EXERCISE GOAL: Each record is to be given again without alteration.

··· TASK DATA

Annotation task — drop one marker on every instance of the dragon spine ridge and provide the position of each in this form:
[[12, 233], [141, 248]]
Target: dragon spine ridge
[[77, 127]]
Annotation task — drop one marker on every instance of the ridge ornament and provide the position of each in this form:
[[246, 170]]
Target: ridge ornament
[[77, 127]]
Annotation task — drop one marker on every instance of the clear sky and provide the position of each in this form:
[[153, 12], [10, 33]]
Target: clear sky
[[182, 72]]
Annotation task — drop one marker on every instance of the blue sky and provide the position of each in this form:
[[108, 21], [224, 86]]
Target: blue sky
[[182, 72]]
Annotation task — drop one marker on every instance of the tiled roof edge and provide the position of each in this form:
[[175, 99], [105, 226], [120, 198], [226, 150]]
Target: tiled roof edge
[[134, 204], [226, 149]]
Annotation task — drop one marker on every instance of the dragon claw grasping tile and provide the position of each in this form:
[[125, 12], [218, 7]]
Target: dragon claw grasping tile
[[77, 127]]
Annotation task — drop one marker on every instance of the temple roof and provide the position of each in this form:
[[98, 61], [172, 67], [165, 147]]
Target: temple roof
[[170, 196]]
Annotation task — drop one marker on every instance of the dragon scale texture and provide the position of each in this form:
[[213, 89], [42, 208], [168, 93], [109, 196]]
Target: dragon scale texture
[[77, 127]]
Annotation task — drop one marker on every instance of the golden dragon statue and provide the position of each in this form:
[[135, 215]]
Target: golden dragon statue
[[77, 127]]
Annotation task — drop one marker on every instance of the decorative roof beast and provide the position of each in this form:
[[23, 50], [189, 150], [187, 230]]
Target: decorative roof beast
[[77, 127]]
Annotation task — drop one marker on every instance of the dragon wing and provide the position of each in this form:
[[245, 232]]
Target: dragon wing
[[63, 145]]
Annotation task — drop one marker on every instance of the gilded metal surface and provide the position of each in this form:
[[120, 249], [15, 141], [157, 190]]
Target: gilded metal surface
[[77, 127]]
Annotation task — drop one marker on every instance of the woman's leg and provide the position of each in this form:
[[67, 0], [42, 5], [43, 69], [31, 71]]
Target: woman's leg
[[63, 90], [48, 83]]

······

REPLY:
Annotation task — drop one marker on every instance of the dragon spine ridge and provide the position of each in this form:
[[12, 233], [141, 248]]
Target: dragon spine ridge
[[77, 127]]
Annotation task — drop one marker on every instance of the ridge ornament and provide the position of each in this form:
[[246, 170]]
Target: ridge ornament
[[77, 127]]
Annotation task — drop one marker on every instance of the clear sky and provide the position of each in this form:
[[153, 12], [10, 33]]
Target: clear sky
[[182, 72]]
Annotation task — drop one marker on every instance of the blue sky and provide the position of each in this form:
[[108, 21], [224, 86]]
Target: blue sky
[[182, 72]]
Annotation task — drop one marker on every instance of the tiled roof edge and provide the position of each in this form:
[[175, 99], [105, 226], [120, 198], [226, 150]]
Target: tiled roof edge
[[134, 204], [226, 149]]
Annotation task — drop one marker on every instance of the dragon claw grasping tile and provide the position of each in this form:
[[125, 12], [218, 7]]
Target: dragon claw grasping tile
[[77, 127]]
Annotation task — drop one marker on every instance of the temple roof and provide the position of each in this form:
[[98, 61], [172, 67], [165, 147]]
Target: temple roof
[[170, 196]]
Annotation task — drop one marker on every instance of the dragon scale texture and provide the position of each in this form:
[[213, 89], [42, 208], [168, 93], [109, 196]]
Target: dragon scale texture
[[77, 127]]
Annotation task — drop one marker on every instance of the golden dragon statue and provide the position of each in this form:
[[135, 215]]
Target: golden dragon statue
[[77, 127]]
Annotation task — drop one marker on every instance of the decorative roof beast and provide the position of each in this form:
[[23, 50], [189, 150], [187, 230]]
Target: decorative roof beast
[[77, 127]]
Annotation task — drop one marker on every instance of the dragon wing and provide the position of each in this form:
[[245, 232]]
Target: dragon wing
[[63, 145]]
Annotation task — drop one marker on every instance of the gilded metal surface and provide the position of each in this form:
[[120, 249], [15, 141], [157, 190]]
Target: gilded metal surface
[[77, 127]]
Annotation task — drop one marker on every instance of the woman's leg and provide the position of each in this form:
[[67, 0], [42, 5], [43, 69], [31, 71]]
Target: woman's leg
[[63, 90], [48, 83]]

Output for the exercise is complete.